The goal of this task is to load a set of files and getting famililar with some general features of these files : general properties, and extraction of some words from these files using regular expressions.
library("clue")
## Warning: package 'clue' was built under R version 3.3.3
library("tm")
## Warning: package 'tm' was built under R version 3.3.3
## Loading required package: NLP
## Warning: package 'NLP' was built under R version 3.3.2
script.dir <- "C:\\perso\\Culture generale\\Coursera\\Data_Science\\Cours_10_Data_Science_Capstone\\final"
The files come from a dataset of files provided by the Capstone Dataset. This dataset gathers 3 types of data : blogs, tweets and news, for 4 different languages : German, Finnish, English and Russian.

Tasks to complete -
A. Decide whether each statement agrees with the passage on the Capstone files. For each, answer yes or no and quote the words of the passage that decide it: (i) the dataset covers four languages, Russian among them; (ii) the tm package was built under R version 3.3.2; (iii) emails are one of the types of data in the dataset.
B. Carry on the passage on the Capstone files from where it stops.
The entries play no part in anything asked here.

Supplied material -
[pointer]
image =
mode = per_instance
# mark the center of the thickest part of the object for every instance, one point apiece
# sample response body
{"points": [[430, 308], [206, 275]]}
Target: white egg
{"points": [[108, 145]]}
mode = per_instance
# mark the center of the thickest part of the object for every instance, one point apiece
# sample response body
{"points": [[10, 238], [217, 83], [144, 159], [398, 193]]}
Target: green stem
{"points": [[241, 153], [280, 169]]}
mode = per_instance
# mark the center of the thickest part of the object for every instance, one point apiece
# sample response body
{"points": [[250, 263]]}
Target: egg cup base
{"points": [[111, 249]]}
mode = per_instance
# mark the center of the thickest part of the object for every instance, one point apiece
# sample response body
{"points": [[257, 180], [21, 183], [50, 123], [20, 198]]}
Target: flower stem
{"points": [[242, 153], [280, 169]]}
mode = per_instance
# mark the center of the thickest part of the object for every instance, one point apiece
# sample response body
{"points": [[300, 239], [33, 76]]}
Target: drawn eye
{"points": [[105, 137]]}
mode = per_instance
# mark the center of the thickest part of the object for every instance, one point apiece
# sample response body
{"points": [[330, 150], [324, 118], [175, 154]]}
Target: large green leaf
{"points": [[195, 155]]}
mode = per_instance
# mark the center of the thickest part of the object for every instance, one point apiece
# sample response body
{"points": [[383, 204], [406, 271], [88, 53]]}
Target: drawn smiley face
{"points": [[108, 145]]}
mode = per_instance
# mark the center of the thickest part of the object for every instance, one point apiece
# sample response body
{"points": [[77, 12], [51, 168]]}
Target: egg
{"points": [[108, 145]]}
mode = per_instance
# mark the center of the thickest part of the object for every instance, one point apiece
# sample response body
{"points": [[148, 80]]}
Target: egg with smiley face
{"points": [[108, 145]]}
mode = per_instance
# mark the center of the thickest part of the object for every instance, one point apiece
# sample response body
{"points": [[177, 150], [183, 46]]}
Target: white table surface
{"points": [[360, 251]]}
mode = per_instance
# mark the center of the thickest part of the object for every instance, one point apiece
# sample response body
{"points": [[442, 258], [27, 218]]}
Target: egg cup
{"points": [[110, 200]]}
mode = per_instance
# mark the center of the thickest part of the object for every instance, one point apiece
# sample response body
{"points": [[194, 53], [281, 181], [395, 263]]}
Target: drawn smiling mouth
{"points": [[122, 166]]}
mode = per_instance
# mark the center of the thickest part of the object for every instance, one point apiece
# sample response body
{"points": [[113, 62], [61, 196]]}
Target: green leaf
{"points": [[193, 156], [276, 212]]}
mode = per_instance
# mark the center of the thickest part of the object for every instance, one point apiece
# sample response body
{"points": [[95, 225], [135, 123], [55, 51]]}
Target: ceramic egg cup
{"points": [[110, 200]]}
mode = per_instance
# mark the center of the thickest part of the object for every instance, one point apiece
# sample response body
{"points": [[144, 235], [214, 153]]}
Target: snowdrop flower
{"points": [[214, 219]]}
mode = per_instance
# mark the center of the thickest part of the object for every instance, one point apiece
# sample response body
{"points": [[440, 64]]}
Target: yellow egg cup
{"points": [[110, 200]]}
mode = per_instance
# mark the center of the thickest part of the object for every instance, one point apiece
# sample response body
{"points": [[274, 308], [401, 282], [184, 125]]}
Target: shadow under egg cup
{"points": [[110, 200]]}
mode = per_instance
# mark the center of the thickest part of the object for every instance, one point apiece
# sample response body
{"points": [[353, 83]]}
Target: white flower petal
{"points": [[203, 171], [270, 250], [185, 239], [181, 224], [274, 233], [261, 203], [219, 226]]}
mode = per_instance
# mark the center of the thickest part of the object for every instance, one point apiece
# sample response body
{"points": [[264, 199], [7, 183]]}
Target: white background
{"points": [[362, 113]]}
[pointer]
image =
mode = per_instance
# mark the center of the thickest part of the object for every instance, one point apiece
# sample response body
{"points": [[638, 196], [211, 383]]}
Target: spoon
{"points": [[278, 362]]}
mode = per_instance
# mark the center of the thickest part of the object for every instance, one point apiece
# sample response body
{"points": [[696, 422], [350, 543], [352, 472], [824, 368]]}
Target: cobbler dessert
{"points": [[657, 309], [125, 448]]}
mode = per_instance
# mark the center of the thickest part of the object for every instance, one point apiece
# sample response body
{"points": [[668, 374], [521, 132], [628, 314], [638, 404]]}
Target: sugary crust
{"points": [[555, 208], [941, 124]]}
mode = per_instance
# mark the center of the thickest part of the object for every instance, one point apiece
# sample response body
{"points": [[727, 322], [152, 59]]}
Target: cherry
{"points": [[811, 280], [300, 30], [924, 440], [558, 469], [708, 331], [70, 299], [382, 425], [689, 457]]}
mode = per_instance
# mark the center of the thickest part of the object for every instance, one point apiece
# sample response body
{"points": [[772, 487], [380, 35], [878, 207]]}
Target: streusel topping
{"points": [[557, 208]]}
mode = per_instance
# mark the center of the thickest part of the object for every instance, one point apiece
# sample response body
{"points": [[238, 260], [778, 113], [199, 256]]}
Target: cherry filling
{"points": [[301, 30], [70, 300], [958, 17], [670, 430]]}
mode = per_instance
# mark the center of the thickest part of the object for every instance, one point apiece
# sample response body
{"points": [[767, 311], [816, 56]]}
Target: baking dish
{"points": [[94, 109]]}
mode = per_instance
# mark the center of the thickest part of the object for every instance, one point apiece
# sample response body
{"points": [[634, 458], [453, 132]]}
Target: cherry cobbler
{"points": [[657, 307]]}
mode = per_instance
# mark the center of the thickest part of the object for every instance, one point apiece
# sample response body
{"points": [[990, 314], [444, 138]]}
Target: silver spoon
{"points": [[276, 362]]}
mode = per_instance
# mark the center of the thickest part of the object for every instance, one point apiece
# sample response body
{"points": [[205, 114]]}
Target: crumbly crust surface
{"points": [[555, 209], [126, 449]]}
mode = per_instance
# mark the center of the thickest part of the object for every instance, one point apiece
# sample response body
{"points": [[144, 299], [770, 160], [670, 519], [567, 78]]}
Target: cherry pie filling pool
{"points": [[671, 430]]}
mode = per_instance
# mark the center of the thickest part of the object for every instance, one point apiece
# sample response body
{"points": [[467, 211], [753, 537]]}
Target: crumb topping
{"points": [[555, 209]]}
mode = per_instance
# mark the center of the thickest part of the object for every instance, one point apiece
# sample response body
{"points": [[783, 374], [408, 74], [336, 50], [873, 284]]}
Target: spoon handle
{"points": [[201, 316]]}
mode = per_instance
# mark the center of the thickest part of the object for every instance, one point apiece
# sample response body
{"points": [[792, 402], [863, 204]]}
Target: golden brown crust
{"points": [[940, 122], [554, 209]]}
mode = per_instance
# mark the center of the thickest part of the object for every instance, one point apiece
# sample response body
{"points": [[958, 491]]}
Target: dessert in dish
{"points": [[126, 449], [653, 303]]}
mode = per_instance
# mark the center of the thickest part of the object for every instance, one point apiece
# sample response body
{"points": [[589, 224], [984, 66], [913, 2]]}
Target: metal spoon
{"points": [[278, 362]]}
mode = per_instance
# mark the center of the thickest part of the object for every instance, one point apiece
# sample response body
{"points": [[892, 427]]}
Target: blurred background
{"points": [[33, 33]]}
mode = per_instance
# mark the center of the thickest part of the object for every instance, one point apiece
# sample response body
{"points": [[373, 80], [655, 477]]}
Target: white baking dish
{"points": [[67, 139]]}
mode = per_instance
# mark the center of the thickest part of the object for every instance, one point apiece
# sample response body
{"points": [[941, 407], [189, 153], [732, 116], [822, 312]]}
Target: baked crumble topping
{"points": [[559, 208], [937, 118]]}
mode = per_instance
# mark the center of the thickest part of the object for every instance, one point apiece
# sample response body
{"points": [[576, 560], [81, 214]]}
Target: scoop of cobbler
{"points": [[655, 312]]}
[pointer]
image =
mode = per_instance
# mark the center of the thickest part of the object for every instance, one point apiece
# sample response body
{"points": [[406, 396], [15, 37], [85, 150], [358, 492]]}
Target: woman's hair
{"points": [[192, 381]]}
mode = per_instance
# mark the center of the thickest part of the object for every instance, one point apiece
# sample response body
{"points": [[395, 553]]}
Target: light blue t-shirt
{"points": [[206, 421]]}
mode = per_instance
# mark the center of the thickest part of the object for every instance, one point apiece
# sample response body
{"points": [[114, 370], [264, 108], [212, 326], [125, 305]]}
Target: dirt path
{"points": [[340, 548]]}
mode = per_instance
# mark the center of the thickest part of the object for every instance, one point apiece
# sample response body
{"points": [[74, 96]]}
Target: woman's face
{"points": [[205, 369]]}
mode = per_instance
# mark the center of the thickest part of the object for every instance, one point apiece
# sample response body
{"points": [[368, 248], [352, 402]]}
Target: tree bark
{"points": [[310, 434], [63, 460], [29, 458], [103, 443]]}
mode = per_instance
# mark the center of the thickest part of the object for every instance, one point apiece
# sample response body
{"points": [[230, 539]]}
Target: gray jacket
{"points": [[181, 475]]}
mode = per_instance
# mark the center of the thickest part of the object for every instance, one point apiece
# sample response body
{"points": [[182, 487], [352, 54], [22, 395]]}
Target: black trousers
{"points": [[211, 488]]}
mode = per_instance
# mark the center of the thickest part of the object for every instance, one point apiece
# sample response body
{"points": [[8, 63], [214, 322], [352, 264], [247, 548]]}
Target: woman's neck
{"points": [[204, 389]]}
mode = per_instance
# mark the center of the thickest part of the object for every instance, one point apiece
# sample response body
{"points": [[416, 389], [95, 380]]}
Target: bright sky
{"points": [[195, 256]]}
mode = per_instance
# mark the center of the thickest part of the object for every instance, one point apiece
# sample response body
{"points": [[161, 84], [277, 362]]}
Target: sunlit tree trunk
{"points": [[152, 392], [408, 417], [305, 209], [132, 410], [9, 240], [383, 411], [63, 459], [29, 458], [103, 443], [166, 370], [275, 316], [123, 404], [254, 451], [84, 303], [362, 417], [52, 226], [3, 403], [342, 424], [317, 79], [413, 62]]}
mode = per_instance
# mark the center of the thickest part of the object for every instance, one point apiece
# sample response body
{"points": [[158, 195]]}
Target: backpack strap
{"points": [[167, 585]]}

---

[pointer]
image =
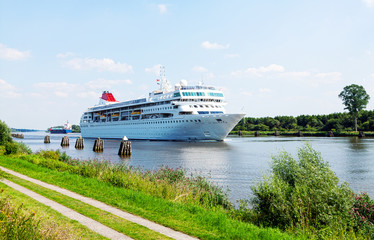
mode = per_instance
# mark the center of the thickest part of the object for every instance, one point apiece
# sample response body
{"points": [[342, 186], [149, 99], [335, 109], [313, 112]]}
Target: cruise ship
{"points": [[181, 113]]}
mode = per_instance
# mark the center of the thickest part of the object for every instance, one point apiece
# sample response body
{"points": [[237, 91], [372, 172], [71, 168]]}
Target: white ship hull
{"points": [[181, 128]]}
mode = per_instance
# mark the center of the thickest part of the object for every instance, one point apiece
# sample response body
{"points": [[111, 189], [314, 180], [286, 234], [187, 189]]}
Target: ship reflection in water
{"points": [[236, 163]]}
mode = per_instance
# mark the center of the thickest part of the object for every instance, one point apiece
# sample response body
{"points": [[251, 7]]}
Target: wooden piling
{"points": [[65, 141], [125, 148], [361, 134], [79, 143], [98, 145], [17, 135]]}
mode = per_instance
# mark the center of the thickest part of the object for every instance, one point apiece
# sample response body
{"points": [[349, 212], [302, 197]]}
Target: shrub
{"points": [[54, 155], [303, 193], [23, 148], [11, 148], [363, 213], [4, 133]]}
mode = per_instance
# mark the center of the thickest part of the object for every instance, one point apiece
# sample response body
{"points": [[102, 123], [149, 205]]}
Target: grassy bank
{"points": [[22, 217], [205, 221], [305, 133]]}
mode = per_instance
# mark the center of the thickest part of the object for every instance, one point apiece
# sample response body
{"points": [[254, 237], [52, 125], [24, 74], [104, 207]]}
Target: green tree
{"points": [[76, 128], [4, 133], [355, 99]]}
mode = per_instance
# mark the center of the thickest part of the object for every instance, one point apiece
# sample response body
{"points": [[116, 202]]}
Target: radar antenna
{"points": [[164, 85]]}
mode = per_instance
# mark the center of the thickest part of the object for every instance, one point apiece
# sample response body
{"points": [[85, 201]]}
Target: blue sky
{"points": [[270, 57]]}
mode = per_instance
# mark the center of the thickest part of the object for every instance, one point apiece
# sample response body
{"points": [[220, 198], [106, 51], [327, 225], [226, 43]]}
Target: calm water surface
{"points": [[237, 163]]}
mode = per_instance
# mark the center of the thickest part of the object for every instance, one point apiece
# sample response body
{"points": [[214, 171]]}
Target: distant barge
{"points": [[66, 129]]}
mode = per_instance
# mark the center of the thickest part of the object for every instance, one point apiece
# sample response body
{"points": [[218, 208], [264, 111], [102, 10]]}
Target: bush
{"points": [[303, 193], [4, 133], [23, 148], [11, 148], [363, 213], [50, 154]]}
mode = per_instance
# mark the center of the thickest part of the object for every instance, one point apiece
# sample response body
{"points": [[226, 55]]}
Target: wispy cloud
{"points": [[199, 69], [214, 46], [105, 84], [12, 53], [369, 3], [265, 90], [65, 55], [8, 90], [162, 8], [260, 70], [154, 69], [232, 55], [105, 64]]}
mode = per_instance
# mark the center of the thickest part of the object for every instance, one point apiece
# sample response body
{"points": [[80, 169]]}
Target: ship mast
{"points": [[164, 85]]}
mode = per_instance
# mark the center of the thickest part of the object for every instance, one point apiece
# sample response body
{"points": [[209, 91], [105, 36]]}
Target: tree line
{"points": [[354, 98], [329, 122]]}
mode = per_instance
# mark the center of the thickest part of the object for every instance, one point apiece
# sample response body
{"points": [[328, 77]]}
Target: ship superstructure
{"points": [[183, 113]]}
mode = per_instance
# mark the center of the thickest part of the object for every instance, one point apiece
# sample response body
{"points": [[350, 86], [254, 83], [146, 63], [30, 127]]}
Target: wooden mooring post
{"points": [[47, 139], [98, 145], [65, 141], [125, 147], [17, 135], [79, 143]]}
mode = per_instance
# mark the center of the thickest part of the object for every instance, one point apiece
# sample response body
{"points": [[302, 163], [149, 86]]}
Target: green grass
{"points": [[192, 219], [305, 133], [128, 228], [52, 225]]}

Answers to the tasks -
A.
(i) Yes: "for 4 different languages : German, Finnish, English and Russian"
(ii) No: "## Warning: package 'tm' was built under R version 3.3.3"
(iii) No: "This dataset gathers 3 types of data : blogs, tweets and news"

B.
For this file, we only focus on the english dataset.
# First we get the folder of the current script
#script.dir <- dirname(sys.frame(1)$ofile)
#print(script.dir)
inputfiles.dir <- file.path(script.dir,"en_US")
print(inputfiles.dir)
## [1] "C:\\perso\\Culture generale\\Coursera\\Data_Science\\Cours_10_Data_Science_Capstone\\final/en_US"
# Here we define a function to get the general properties of the file. The full path to the file is an input parameter.
fileInformation <- function(filepath)
{
# First we build a connection to th input file
con = file(filepath,open="rb")
fileRead <- readLines(filepath,skipNul = TRUE,encoding="UTF-8-BOM")
# compute general parameters : file size, number of lines and length of longest line
size_MB <- file.info(filepath)$size/1048576
nbLines <- length(fileRead)
maxLineLength <- max(sapply(fileRead,nchar))
close(con)
# We build the output dataframe, which gather the main file properties for the input file
df <- data.frame(basename(filepath),size_MB,nbLines,maxLineLength)
names(df) <- c("File","size_MB","NbLines","MaxLineLength")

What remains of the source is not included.